The release, publication or distribution of this announcement in jurisdictions 
other than the United Kingdom may be restricted by law and therefore persons 
into whose possession this announcement comes should inform themselves about, 
and observe, such restrictions. Any failure to comply with the restrictions may 
constitute a violation of the securities (or other) laws of any such 
jurisdiction. The foregoing announcement has been prepared in accordance with 
English law and the Code and information disclosed may not be the same as that 
which would have been prepared in accordance with the laws of jurisdictions 
outside England. 
 
 
This announcement does not constitute an offer or an invitation to purchase or 
subscribe for any securities or the solicitation of any vote or approval in any 
jurisdiction pursuant to the Offer or otherwise. The Offer is made solely by 
means of the Offer Document, the advertisement published in the London Gazette 
and the Form of Acceptance (in respect of certificated Minerva Shares), which 
contain the full terms and conditions of the Offer, including details of how the 
Offer may be accepted. Any acceptance or other response to the Offer should be 
made only on the basis of the information in the Offer Document and the Form of 
Acceptance (in the case of certificated Minerva Shares). This announcement does 
not constitute a prospectus or prospectus equivalent document.

> [Stated exercise 1] Transcribe the offer announcement disclaimer from "This announcement does not" to "prospectus equivalent document.".
The disclaimer text and the entries after it are unrelated to each other.

> [Supplied records]
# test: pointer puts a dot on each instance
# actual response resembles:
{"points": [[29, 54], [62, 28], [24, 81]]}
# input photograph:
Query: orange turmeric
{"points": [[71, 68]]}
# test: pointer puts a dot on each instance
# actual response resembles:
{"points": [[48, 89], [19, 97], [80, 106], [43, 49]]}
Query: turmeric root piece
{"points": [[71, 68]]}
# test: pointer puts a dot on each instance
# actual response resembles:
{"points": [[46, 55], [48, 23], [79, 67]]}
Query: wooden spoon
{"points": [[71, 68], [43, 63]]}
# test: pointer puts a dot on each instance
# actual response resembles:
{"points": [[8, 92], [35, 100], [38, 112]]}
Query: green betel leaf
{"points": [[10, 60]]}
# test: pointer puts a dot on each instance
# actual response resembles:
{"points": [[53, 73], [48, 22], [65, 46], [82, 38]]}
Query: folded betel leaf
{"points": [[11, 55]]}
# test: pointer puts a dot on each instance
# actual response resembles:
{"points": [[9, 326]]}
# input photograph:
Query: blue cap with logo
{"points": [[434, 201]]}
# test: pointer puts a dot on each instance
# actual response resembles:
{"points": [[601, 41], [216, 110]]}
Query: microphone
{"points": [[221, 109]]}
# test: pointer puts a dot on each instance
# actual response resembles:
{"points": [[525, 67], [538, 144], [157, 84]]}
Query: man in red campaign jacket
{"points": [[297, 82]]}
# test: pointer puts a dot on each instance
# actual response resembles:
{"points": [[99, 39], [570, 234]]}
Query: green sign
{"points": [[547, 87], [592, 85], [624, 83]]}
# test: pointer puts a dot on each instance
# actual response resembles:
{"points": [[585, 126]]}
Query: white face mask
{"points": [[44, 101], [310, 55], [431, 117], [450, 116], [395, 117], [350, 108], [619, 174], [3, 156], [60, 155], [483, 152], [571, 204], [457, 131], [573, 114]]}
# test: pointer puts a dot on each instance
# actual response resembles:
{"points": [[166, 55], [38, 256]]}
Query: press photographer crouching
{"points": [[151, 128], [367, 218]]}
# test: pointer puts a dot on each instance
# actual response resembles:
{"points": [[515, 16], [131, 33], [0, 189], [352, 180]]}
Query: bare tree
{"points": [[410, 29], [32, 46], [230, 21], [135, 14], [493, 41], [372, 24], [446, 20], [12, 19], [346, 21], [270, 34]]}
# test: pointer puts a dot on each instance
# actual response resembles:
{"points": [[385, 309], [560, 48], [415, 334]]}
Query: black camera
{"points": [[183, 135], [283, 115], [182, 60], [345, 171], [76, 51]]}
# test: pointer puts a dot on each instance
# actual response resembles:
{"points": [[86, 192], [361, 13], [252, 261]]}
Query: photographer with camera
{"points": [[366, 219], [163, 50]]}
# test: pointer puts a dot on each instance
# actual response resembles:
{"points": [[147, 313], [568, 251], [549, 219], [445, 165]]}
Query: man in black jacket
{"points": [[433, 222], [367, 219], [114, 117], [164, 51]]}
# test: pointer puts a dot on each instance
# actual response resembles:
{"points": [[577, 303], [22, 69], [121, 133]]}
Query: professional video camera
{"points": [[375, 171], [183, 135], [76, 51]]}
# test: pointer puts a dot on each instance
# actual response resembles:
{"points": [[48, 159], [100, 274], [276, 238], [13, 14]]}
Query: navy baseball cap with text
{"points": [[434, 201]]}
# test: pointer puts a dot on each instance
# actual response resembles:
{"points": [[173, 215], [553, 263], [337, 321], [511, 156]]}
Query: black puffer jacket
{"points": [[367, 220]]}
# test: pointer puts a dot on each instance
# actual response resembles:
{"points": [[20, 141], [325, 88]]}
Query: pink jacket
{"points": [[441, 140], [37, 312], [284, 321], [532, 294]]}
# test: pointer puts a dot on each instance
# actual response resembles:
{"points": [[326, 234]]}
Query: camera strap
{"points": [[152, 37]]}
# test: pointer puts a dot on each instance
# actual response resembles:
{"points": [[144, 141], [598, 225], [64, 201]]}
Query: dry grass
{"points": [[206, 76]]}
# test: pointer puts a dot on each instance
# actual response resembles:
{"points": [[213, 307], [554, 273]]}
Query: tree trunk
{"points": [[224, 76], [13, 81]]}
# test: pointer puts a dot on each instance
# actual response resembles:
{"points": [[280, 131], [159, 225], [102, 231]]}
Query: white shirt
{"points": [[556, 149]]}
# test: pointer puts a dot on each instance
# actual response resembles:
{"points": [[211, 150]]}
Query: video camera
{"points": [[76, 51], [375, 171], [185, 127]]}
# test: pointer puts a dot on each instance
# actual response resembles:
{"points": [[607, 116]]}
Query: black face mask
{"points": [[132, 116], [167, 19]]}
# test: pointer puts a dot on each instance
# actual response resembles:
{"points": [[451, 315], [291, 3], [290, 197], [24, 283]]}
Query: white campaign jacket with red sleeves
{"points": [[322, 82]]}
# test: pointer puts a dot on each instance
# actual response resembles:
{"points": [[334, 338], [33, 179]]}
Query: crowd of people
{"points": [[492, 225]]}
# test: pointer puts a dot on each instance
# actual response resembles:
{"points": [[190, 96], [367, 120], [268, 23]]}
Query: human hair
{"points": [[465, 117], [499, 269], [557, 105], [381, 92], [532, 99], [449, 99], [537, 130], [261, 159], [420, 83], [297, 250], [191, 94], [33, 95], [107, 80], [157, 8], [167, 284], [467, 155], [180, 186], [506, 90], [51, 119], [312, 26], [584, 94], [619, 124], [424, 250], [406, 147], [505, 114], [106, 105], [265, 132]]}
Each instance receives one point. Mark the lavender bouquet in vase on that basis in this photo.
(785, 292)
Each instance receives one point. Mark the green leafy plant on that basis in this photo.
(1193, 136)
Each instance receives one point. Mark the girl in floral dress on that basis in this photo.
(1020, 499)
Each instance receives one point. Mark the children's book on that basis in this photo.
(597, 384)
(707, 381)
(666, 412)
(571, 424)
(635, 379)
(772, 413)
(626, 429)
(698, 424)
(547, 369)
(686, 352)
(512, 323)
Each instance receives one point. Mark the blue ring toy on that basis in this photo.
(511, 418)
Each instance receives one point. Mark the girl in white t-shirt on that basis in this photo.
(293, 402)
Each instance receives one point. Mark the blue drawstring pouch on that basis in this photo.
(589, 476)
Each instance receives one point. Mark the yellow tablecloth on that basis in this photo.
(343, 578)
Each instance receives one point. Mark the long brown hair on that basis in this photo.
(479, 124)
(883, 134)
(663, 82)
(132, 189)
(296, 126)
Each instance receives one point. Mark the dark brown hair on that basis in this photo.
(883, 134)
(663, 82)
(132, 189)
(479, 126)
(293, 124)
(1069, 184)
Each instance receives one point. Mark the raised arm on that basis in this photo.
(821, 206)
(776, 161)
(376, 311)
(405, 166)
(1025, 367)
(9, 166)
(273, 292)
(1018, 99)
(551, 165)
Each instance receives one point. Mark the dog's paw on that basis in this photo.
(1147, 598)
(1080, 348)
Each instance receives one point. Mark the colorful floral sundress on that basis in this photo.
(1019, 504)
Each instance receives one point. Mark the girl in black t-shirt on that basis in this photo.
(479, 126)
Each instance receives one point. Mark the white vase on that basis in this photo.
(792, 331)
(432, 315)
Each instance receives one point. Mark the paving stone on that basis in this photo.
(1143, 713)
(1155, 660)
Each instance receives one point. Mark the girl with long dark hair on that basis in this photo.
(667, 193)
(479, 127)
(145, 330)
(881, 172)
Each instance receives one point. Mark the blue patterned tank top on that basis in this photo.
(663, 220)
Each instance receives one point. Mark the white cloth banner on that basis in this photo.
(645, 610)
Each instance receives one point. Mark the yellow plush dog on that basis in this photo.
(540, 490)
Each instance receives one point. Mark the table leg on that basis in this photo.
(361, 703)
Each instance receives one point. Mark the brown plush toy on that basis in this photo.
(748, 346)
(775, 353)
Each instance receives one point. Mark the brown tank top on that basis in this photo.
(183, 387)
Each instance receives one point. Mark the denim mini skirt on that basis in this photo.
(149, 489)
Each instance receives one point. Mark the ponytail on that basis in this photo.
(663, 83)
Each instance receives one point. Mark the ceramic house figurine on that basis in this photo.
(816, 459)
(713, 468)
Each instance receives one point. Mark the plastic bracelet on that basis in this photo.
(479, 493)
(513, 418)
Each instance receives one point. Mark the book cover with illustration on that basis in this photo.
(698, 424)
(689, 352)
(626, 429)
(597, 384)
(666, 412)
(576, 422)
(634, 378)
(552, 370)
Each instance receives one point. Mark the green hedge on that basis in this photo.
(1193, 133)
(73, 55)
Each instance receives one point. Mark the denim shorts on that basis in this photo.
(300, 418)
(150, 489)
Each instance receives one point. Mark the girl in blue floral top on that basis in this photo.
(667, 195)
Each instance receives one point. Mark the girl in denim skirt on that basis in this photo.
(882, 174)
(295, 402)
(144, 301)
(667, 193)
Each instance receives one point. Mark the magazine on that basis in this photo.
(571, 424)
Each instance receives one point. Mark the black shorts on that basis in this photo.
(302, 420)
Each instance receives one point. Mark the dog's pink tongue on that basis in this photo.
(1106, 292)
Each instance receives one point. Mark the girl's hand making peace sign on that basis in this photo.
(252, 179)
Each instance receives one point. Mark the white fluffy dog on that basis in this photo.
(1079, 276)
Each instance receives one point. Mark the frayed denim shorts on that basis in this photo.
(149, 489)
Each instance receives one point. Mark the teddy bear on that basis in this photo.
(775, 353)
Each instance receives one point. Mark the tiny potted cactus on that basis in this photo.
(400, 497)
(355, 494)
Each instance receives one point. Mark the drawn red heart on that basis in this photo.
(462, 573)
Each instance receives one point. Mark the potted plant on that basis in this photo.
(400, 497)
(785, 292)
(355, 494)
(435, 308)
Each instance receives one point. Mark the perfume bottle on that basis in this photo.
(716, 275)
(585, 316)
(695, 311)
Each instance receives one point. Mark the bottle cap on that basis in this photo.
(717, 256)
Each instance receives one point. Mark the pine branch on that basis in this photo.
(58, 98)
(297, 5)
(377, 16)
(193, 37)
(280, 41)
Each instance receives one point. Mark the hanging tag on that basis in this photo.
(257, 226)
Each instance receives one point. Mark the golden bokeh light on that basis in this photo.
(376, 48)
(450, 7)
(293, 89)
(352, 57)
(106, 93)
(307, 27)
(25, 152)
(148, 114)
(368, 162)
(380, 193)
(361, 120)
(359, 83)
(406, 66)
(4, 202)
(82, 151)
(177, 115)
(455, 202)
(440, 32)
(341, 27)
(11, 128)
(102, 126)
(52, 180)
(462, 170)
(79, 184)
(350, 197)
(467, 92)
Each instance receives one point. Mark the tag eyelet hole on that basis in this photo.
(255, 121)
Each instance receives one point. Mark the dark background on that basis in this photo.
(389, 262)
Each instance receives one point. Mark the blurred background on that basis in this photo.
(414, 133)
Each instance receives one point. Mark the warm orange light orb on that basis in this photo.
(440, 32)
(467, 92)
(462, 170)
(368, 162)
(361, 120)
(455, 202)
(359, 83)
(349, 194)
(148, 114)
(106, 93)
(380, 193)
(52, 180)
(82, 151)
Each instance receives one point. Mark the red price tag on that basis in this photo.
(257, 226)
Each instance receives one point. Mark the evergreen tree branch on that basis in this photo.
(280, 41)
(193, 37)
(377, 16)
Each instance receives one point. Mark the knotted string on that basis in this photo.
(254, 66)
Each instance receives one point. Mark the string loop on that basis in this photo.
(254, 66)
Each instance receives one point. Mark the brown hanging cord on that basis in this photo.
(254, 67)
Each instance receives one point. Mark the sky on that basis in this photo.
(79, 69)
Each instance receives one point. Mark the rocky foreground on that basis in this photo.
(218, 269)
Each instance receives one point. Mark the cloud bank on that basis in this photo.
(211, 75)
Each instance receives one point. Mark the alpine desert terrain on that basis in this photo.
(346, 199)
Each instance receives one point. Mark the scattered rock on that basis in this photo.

> [Stated exercise 2] Starting at the entry line containing "Each instance receives one point. Mark the bottle" and continuing through the last of the entries, rewrite every line, keeping each request line unchanged. Increase every coordinate in the answers by 50.

> [Output 1]
This announcement does not constitute an offer or an invitation to purchase or 
subscribe for any securities or the solicitation of any vote or approval in any 
jurisdiction pursuant to the Offer or otherwise. The Offer is made solely by 
means of the Offer Document, the advertisement published in the London Gazette 
and the Form of Acceptance (in respect of certificated Minerva Shares), which 
contain the full terms and conditions of the Offer, including details of how the 
Offer may be accepted. Any acceptance or other response to the Offer should be 
made only on the basis of the information in the Offer Document and the Form of 
Acceptance (in the case of certificated Minerva Shares). This announcement does 
not constitute a prospectus or prospectus equivalent document.

> [Output 2]
Each instance receives one point. Mark the bottle cap on that basis in this photo.
(767, 306)
Each instance receives one point. Mark the pine branch on that basis in this photo.
(108, 148)
(347, 55)
(427, 66)
(243, 87)
(330, 91)
Each instance receives one point. Mark the hanging tag on that basis in this photo.
(307, 276)
Each instance receives one point. Mark the golden bokeh light on that basis in this photo.
(426, 98)
(500, 57)
(343, 139)
(402, 107)
(156, 143)
(357, 77)
(75, 202)
(198, 164)
(418, 212)
(430, 243)
(411, 170)
(409, 133)
(456, 116)
(54, 252)
(132, 201)
(227, 165)
(505, 252)
(490, 82)
(391, 77)
(61, 178)
(152, 176)
(102, 230)
(512, 220)
(129, 234)
(400, 247)
(517, 142)
Each instance receives one point. Mark the tag eyelet hole on that basis in this photo.
(305, 171)
Each instance receives one point. Mark the dark background on that basis in this photo.
(439, 312)
Each instance receives one point. Mark the blurred background on that basis in this photo.
(464, 183)
Each instance receives one point. Mark the warm orange light orb on that basis in this photo.
(490, 82)
(517, 142)
(512, 220)
(418, 212)
(411, 170)
(505, 252)
(409, 133)
(399, 244)
(198, 164)
(156, 143)
(430, 243)
(102, 230)
(132, 201)
Each instance receives one point. Mark the red price tag on that basis in this photo.
(307, 276)
Each instance receives one point. Mark the evergreen tree branch on that basis in this photo.
(330, 91)
(243, 87)
(427, 66)
Each instance receives one point. Mark the knotted string on that basis in this photo.
(304, 116)
Each instance receives one point. Mark the string loop on that basis in this photo.
(304, 116)
Each instance receives one point. Mark the brown hanging cord on that basis in this photo.
(304, 117)
Each instance receives one point. Mark the sky on that basis in this photo.
(129, 119)
Each instance receives one point. Mark the rocky foreground on that basis in this photo.
(268, 319)
Each instance receives one point. Mark the cloud bank on that basis in this photo.
(261, 125)
Each instance receives one point. Mark the alpine desert terrain on that basis in this photo.
(396, 249)
Each instance receives one point. Mark the scattered rock on that basis in this photo.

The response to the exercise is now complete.